**TEXT TO READ:**

☆ ☆ ☆

# Skill Check 10

The block below imports the necessary packages.

In [1]:
import numpy as np
import pandas as pd

In this assignment, you will work with the Dow dataset you have handled a few weeks ago. Reading and cleaning the dataset is done in the block below.

In [2]:
df = pd.read_excel('impurity_dataset-training.xlsx')

def is_real_and_finite(x):
    if not np.isreal(x):
        return False
    elif not np.isfinite(x):
        return False
    else:
        return True
    
all_data = df[df.columns[1:]].values
numeric_map = df[df.columns[1:]].applymap(is_real_and_finite)
real_rows = numeric_map.all(axis = 1).copy().values
X_dow = np.array(all_data[real_rows, :-5], dtype = 'float')
y_dow = np.array(all_data[real_rows, -3], dtype = 'float')
y = y_dow.reshape(-1, 1)

## 1. k-Means (35 pts)

The k-means algorithm is an iterative type of algorithm that pursues the following expectation-maximization:

- **Expectation**: expect that the points close to the center of a cluster belong to that cluster
- **Maximization**: maximize the proximity of points to the center of a cluster by moving the center

In this problem, you will implement the k-means algorithm with several functions provided below.

In [3]:
def dist(pt1, pt2):
    return np.sqrt(sum([(xi - yi)**2 for xi, yi in zip(pt1, pt2)]))

def expected_assignment(pt, cluster_centers):
    dists = [dist(pt, ci) for ci in cluster_centers]
    min_index = dists.index(min(dists))
    return min_index

def new_centers(cluster_points, centers):
    centers = list(centers)
    for i, ci in enumerate(cluster_points):
        if ci != []:
            centers[i] = np.mean(ci, axis = 0)
    return centers

### 1a: Data Preparation (15 pts)

First, you need a preprocessing step to transform the given Dow dataset. Obtain a matrix named `X` as a result of the following steps:

- Standardize `X_dow` using the "standard scaler"
- Project the standardized `X_dow` onto 2-dimensional space using PCA
- Take every 5th data point

The resulting matrix should be stored as `X`.

In [4]:
########################################
# Start your code here
from sklearn.preprocessing import StandardScaler
from sklearn.decomposition import PCA

X_scaled = StandardScaler().fit_transform(X_dow)
X_pca = PCA(n_components = 2).fit_transform(X_scaled)
X = X_pca[::5]
########################################

In [5]:
assert X.shape[1] == 2, "projection onto the wrong dimension"
assert X.shape[0] == 2060, "wrong data size"
assert np.isclose(X[:, 0].sum(), 20.5537312894985)

### 1b: One iteration of k-means (10 pts)

Making use of the functions defined above, apply the k-means algorithm **once** to the dataset and report the resulting new cluster centers in the variable `new_cluster_centers`. The initial guesses are provided below as `old_cluster_centers`, and you should keep the same data structure (e.g. a list of lists) as `new_cluster_centers`.

In [6]:
old_cluster_centers = ([0, 0], [2, 2], [30, -2])

In [7]:
########################################
# Start your code here
old_centers = np.array(old_cluster_centers)

clusters = []
for i in range(old_centers.shape[0]):
    clusters.append([])
    
for pt in X:
    cluster_idx = expected_assignment(pt, old_centers)
    clusters[cluster_idx].append(pt)

☆ ☆ ☆

(Records from a data collection)
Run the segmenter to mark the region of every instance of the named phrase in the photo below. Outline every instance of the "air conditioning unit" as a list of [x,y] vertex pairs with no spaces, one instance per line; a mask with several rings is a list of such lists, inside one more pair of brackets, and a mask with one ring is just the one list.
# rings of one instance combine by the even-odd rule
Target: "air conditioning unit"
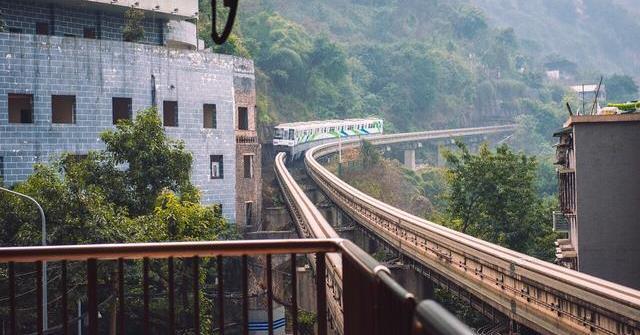
[[563,212],[553,212],[553,231],[558,233],[569,233],[571,231],[569,220],[567,220]]

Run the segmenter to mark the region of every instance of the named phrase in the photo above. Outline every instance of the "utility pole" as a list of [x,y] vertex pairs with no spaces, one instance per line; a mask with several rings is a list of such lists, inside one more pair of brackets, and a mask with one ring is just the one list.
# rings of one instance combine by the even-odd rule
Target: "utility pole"
[[[44,210],[42,210],[42,206],[36,201],[36,199],[22,193],[18,193],[16,191],[12,191],[6,189],[4,187],[0,187],[0,191],[5,191],[7,193],[25,198],[38,207],[38,212],[40,212],[40,222],[42,223],[42,245],[47,245],[47,220],[44,216]],[[42,329],[47,330],[48,328],[48,315],[47,315],[47,262],[42,262]]]

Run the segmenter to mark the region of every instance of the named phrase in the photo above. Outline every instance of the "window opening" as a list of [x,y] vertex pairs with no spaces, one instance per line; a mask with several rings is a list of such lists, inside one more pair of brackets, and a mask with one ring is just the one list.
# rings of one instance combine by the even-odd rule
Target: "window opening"
[[76,123],[75,95],[51,96],[51,122]]
[[249,130],[249,109],[238,107],[238,129]]
[[93,27],[85,27],[83,31],[84,38],[96,38],[96,28]]
[[224,166],[222,155],[211,155],[211,179],[224,178]]
[[113,98],[112,99],[113,124],[120,120],[131,120],[132,108],[131,98]]
[[165,127],[178,126],[178,102],[163,101],[162,102],[162,123]]
[[49,35],[49,24],[46,22],[36,22],[36,35]]
[[209,129],[218,128],[218,120],[216,119],[216,105],[214,104],[205,104],[202,106],[202,118],[203,124],[202,127]]
[[33,123],[33,94],[9,93],[9,123]]
[[247,226],[253,224],[253,202],[246,202],[244,204],[244,217]]
[[253,155],[244,155],[244,177],[253,178]]

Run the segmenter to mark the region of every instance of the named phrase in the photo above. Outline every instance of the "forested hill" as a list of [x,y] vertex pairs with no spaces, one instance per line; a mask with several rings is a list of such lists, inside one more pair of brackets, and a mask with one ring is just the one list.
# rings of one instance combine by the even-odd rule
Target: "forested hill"
[[[526,38],[525,51],[561,56],[591,72],[640,78],[638,0],[472,0],[498,26]],[[593,80],[593,78],[591,78]]]
[[[240,4],[236,35],[216,50],[255,60],[263,124],[378,115],[390,130],[469,126],[549,116],[564,95],[512,29],[463,1]],[[209,24],[203,15],[202,38]]]

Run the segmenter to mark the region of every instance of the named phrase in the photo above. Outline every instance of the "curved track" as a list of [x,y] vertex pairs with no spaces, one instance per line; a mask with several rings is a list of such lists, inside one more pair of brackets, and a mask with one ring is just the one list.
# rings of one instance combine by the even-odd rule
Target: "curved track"
[[[513,126],[467,128],[382,135],[368,140],[383,145],[498,134],[513,129]],[[359,145],[359,140],[344,141],[342,148]],[[336,205],[407,257],[541,333],[640,334],[639,291],[447,229],[378,201],[340,180],[318,162],[337,150],[337,143],[308,150],[307,172]],[[291,183],[295,181],[283,186],[285,193],[295,188]],[[298,203],[303,202],[302,198],[292,196],[293,206],[304,206],[309,212],[302,213],[309,229],[328,232],[330,226],[317,218],[319,213],[310,209],[313,204],[308,199],[308,203]],[[314,222],[322,224],[314,227]]]
[[[293,179],[285,166],[285,153],[276,155],[274,169],[278,184],[282,190],[289,212],[301,237],[304,238],[339,238],[320,211],[306,196],[302,188]],[[313,256],[309,263],[315,266]],[[342,259],[336,254],[327,254],[327,306],[331,328],[339,334],[343,333],[344,319],[342,309]]]

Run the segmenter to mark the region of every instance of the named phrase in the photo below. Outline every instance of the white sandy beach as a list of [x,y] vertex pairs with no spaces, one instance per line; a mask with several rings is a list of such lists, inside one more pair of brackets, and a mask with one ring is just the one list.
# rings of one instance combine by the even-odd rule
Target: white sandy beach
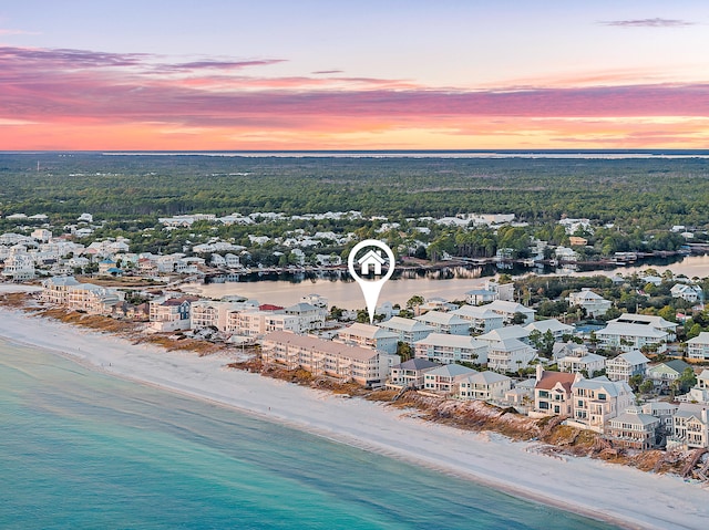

☆ ☆ ☆

**TASK LIST:**
#1 Name every function defined with def in the k-means skill check.
#2 According to the k-means skill check, how many points is the whole k-means problem worth?
#3 Decide whether each statement agrees with the k-means skill check: (a) The preprocessing keeps every 10th data point. (b) The standardized data is projected onto two-dimensional space with PCA. (c) The dataset is read from a CSV file.
The listing is not used for anything here.

**ANSWERS BELOW:**
#1 is_real_and_finite, dist, expected_assignment, new_centers

#2 35 points.

#3
(a) No: "Take every 5th data point"
(b) Yes: "Project the standardized `X_dow` onto 2-dimensional space using PCA"
(c) No: "df = pd.read_excel('impurity_dataset-training.xlsx')"